Requirements: Locate each line in the rows below that contains the string "frog", treating uppercase and lowercase as different, and copy every such line.

Exercise input:
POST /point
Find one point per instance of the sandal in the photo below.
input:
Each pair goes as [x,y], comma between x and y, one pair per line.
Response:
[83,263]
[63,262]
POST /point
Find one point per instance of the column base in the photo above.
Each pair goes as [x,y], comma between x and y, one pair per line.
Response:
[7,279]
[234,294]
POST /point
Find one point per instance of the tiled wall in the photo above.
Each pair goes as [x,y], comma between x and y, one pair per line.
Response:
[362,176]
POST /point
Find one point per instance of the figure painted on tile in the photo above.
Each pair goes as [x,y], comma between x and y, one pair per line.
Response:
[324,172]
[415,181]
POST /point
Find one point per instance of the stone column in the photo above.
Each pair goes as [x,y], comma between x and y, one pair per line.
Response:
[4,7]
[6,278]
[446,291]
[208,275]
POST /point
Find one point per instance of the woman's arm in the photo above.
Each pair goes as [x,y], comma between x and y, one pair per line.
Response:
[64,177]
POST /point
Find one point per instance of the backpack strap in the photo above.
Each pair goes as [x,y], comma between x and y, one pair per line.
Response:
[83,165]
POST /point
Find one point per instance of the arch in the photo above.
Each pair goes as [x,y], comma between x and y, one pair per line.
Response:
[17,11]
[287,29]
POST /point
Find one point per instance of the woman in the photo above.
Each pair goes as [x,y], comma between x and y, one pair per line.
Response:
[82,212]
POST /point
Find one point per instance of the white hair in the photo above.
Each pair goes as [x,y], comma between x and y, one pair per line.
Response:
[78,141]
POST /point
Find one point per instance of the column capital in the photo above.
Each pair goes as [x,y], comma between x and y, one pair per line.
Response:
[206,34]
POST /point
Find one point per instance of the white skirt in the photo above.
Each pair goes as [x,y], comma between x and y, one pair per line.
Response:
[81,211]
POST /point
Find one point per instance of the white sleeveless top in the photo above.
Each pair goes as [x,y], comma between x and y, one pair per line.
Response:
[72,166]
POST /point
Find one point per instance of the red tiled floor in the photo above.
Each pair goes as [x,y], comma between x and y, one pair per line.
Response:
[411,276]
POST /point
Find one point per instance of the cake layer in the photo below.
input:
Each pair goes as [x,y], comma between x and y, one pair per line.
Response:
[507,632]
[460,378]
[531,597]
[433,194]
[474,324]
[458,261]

...

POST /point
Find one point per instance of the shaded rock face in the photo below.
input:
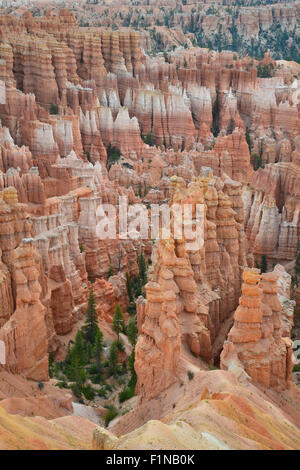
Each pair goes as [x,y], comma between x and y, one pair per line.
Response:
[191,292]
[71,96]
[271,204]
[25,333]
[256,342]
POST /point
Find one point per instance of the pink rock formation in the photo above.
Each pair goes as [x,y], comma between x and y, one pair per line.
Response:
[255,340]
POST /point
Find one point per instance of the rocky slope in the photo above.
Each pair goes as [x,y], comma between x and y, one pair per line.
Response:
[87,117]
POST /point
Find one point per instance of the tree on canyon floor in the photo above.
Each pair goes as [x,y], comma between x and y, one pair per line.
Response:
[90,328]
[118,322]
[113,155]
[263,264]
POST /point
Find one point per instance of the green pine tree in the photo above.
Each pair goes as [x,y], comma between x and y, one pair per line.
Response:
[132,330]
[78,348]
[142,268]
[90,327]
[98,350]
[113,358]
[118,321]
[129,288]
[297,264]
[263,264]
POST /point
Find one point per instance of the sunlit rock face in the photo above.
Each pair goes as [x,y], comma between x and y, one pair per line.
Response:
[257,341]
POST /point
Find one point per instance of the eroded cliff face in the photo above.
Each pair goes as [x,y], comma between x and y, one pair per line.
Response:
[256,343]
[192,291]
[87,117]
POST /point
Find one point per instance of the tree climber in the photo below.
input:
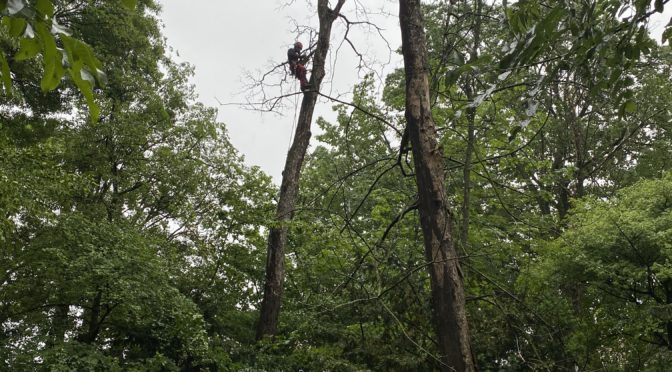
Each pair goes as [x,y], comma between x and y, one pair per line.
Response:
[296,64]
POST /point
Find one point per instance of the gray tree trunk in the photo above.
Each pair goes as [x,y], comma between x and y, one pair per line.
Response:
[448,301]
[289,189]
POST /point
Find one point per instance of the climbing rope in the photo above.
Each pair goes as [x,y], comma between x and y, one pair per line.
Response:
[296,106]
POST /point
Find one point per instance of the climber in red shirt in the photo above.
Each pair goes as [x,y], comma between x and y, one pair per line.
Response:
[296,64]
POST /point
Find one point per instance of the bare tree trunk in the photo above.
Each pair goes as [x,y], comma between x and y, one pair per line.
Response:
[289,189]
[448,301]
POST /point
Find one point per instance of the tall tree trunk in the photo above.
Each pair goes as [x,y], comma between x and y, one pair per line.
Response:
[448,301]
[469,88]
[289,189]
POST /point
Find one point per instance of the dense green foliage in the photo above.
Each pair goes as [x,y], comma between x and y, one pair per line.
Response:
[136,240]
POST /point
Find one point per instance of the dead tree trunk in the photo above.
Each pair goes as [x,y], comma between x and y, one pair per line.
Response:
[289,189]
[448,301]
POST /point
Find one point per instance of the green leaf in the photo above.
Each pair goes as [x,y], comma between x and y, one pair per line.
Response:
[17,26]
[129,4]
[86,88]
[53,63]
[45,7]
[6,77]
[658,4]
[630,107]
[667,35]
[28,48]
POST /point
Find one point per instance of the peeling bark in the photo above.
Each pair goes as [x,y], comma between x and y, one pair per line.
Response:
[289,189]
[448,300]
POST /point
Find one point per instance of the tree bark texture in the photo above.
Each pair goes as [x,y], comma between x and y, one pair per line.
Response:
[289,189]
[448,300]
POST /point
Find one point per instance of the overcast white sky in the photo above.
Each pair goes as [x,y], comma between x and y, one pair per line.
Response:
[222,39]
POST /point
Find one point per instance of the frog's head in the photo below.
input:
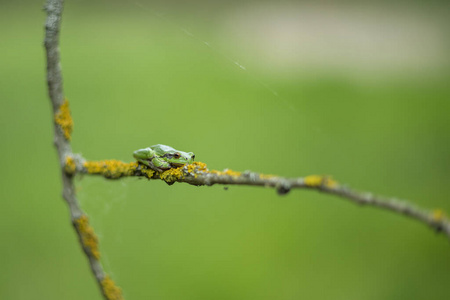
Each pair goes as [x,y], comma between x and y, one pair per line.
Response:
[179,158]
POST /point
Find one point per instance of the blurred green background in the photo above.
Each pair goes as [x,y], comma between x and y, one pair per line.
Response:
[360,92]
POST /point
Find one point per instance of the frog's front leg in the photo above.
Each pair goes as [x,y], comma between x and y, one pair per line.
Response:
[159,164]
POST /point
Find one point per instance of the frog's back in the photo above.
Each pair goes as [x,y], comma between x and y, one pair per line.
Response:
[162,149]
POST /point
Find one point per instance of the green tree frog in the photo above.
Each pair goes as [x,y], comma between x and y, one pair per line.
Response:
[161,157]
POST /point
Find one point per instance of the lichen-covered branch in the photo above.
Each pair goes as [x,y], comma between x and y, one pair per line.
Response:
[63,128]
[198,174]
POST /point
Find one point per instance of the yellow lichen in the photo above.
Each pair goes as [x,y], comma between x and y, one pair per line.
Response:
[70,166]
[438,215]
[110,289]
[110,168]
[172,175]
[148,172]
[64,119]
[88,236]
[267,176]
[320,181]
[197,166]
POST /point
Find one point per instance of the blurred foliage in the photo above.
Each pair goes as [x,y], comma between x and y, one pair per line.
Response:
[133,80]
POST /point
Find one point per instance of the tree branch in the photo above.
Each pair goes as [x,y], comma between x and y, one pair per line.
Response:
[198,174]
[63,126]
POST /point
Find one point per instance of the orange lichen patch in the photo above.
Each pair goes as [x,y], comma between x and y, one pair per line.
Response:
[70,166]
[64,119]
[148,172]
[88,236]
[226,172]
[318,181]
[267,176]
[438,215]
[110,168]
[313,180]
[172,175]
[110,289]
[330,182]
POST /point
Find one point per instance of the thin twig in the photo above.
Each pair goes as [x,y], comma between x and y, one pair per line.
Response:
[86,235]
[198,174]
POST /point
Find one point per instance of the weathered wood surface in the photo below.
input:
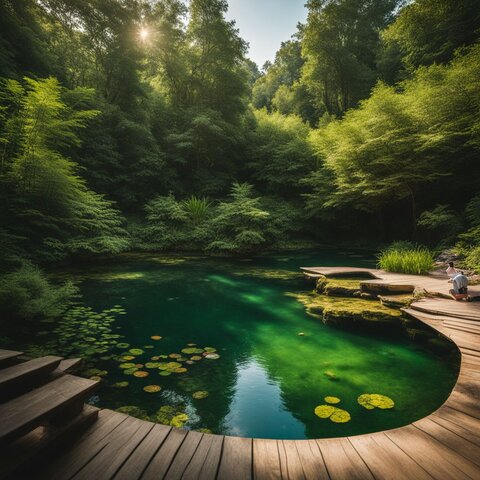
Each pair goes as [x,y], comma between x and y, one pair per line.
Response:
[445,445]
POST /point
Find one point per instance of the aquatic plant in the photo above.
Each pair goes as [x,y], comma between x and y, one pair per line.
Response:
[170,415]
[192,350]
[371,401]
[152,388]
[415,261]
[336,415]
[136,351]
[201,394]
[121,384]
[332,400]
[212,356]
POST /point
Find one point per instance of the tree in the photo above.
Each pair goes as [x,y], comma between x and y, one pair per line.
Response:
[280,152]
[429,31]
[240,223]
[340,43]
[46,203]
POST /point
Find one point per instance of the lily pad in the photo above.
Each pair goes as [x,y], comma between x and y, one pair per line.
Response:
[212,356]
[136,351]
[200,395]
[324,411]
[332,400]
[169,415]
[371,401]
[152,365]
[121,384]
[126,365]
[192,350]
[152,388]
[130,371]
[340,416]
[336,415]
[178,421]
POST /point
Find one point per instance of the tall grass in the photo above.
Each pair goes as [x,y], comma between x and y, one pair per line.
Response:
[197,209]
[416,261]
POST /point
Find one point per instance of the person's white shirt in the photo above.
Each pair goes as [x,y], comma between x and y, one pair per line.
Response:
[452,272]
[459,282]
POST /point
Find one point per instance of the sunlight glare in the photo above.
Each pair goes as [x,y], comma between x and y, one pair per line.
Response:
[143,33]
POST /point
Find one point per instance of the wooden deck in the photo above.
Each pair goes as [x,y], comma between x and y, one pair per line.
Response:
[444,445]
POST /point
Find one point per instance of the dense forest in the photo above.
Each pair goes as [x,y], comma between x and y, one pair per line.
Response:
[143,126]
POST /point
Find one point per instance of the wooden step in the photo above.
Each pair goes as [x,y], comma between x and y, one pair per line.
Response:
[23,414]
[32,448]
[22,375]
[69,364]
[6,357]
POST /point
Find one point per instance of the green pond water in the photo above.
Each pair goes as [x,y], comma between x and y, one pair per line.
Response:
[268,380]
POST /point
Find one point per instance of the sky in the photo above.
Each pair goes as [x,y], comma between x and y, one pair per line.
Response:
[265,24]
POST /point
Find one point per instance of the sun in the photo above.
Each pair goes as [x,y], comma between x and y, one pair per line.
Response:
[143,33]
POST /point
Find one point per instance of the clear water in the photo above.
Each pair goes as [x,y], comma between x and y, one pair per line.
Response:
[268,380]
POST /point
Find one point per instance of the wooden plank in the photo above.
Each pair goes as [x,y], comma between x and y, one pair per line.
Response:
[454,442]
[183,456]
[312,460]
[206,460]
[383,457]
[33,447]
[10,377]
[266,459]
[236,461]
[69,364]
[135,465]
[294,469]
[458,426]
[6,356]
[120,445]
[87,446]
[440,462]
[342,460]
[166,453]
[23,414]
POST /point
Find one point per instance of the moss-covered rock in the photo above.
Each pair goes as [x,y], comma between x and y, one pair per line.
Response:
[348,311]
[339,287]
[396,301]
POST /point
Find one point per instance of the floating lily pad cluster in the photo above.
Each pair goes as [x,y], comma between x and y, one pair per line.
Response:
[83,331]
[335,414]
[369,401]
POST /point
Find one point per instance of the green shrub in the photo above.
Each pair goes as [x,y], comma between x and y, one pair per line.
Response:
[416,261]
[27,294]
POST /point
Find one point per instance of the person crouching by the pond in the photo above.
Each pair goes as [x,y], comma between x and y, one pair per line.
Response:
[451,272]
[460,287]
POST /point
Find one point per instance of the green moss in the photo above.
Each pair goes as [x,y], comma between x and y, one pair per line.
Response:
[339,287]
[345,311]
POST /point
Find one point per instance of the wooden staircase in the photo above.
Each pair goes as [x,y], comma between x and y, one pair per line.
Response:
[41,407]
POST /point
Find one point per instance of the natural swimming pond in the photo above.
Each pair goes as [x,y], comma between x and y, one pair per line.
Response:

Exercise result:
Find one point per instance of the frog's head in the photo below.
Find one point per instance of the frog's front leg in the photo above.
Find one point per instance of the frog's back in the photo above.
Find one point per instance of the green tree frog in the photo above.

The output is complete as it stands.